▶ YOUR INSTRUCTIONS:
Copy out all of the lines below verbatim, leaving out the pictures.

** begin RECORDS SHOWN **

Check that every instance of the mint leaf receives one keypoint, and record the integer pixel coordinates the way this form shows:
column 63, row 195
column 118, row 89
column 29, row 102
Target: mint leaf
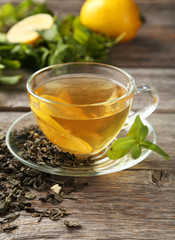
column 134, row 141
column 135, row 128
column 142, row 134
column 136, row 151
column 155, row 148
column 120, row 147
column 9, row 80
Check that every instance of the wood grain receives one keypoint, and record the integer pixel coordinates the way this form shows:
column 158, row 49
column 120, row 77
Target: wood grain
column 137, row 203
column 126, row 205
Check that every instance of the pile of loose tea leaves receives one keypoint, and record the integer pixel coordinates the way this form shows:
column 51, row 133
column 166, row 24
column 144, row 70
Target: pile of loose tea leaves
column 34, row 146
column 19, row 185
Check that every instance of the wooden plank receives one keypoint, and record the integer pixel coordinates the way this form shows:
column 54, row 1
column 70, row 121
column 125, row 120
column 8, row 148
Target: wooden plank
column 161, row 79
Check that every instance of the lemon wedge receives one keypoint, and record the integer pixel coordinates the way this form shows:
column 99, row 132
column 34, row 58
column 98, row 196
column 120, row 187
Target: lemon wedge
column 60, row 136
column 25, row 31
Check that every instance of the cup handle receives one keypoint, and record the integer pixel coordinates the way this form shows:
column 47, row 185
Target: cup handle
column 149, row 108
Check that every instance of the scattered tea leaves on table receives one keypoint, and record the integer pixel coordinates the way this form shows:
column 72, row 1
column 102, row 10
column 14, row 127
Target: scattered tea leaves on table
column 19, row 185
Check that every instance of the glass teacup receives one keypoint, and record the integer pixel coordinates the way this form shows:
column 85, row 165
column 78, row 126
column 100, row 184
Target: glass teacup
column 82, row 107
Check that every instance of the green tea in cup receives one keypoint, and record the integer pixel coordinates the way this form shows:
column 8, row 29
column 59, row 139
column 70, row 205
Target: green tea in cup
column 81, row 107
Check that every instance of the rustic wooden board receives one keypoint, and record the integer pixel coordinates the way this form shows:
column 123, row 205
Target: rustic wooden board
column 137, row 203
column 126, row 205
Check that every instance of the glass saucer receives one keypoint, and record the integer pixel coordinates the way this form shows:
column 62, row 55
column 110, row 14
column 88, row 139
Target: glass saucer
column 101, row 166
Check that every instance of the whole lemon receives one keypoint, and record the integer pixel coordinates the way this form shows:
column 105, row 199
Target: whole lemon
column 112, row 17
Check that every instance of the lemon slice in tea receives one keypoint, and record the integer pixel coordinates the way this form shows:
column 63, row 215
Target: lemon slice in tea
column 60, row 136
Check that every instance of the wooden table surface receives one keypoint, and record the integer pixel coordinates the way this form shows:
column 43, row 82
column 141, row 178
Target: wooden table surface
column 137, row 203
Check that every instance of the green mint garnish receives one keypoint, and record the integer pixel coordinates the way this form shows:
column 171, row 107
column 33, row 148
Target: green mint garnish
column 133, row 143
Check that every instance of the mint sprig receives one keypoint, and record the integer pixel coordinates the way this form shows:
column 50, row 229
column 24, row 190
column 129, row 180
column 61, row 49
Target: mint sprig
column 134, row 142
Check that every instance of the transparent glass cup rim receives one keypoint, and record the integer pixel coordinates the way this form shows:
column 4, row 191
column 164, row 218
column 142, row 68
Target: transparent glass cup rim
column 129, row 77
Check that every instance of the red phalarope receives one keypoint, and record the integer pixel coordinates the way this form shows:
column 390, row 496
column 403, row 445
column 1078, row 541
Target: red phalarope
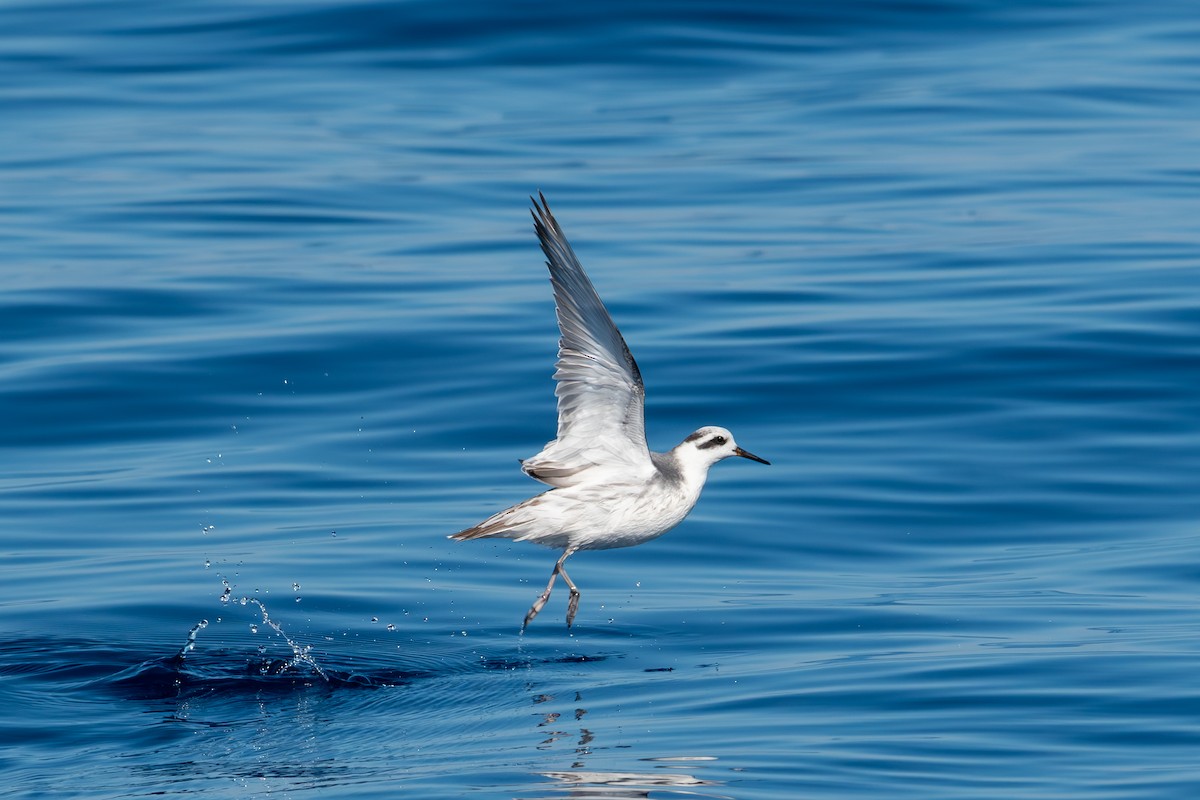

** end RECORDS SHOWN **

▶ EXERCISE RESULT:
Check that every instance of the mint leaf receives one keypoint, and record the integer pixel coordinates the way this form shows:
column 63, row 195
column 118, row 89
column 29, row 102
Target: mint leaf
column 134, row 141
column 135, row 128
column 142, row 134
column 136, row 151
column 155, row 148
column 120, row 147
column 9, row 80
Check that every instance of the wood grain receives one keypoint, and record the integer pixel coordinates the way this form shows:
column 158, row 49
column 120, row 77
Target: wood grain
column 137, row 203
column 126, row 205
Check that every instance of the pile of loose tea leaves receives one keypoint, and record the integer pixel coordinates the way this form shows:
column 51, row 133
column 166, row 24
column 144, row 70
Target: pile of loose tea leaves
column 34, row 146
column 19, row 185
Check that every instance of the wooden plank receives one keypoint, and record the integer pixel coordinates the way this form shows:
column 54, row 1
column 70, row 121
column 125, row 120
column 8, row 148
Target: wooden plank
column 161, row 79
Check that every instance of the lemon wedge receives one keypoint, and record the integer pixel coordinates the way this form shows:
column 99, row 132
column 34, row 58
column 98, row 196
column 120, row 187
Target: lemon wedge
column 60, row 136
column 25, row 31
Check that every instance of the cup handle receives one keypoint, and record the integer pixel coordinates the way this form shows:
column 47, row 185
Target: cup handle
column 149, row 108
Check that every instance of the scattered tea leaves on table receives one keypoint, and record the integer pixel coordinates the way this form shows:
column 72, row 1
column 102, row 10
column 14, row 127
Target: scattered tea leaves on table
column 19, row 185
Check that every instance of the glass teacup receives one keypoint, and record the integer pixel coordinates the way this form shows:
column 85, row 165
column 78, row 126
column 100, row 184
Target: glass teacup
column 82, row 107
Check that every instance of the green tea in cup receives one keypoint, and record the integer pixel coordinates the way this form shows:
column 8, row 29
column 59, row 139
column 70, row 205
Target: green tea in cup
column 81, row 107
Check that every instance of the rustic wooden board receives one keypoint, and record the integer pixel coordinates the way this form shows:
column 123, row 205
Target: rustic wooden board
column 137, row 203
column 126, row 205
Check that every instance of the glass saucer receives one keypoint, and record the integer pixel coordinates the way this form shows:
column 62, row 55
column 110, row 14
column 88, row 139
Target: glass saucer
column 101, row 166
Check that every instance of the whole lemon receives one keypoint, and record the integer pixel coordinates the way this form shows:
column 105, row 199
Target: whole lemon
column 112, row 17
Check that every instance of the lemon slice in tea receives one keypoint, and record the integer pixel coordinates the way this form shows:
column 63, row 215
Target: lemon slice in tea
column 60, row 136
Check that every instance of the wooden table surface receives one keypoint, and record the integer pixel coordinates the way this form shows:
column 43, row 82
column 141, row 178
Target: wooden table surface
column 137, row 203
Check that every instance of the green mint garnish receives one keypoint, and record the integer pixel coordinates the way this form shows:
column 171, row 107
column 33, row 148
Target: green mint garnish
column 133, row 143
Check that every instance of the mint sprig receives one keypoint, and record the integer pixel coordinates the way this form shows:
column 50, row 229
column 24, row 190
column 129, row 180
column 61, row 49
Target: mint sprig
column 134, row 142
Check that every instance of the transparent glass cup rim receives one keypoint, and record the integer pixel coordinates the way this form shows:
column 4, row 191
column 164, row 218
column 142, row 68
Target: transparent glass cup rim
column 129, row 77
Check that every instance of the red phalarope receives one keypoint, and record the integer pixel coordinates the way this form shows:
column 390, row 496
column 403, row 445
column 1078, row 541
Target: red phalarope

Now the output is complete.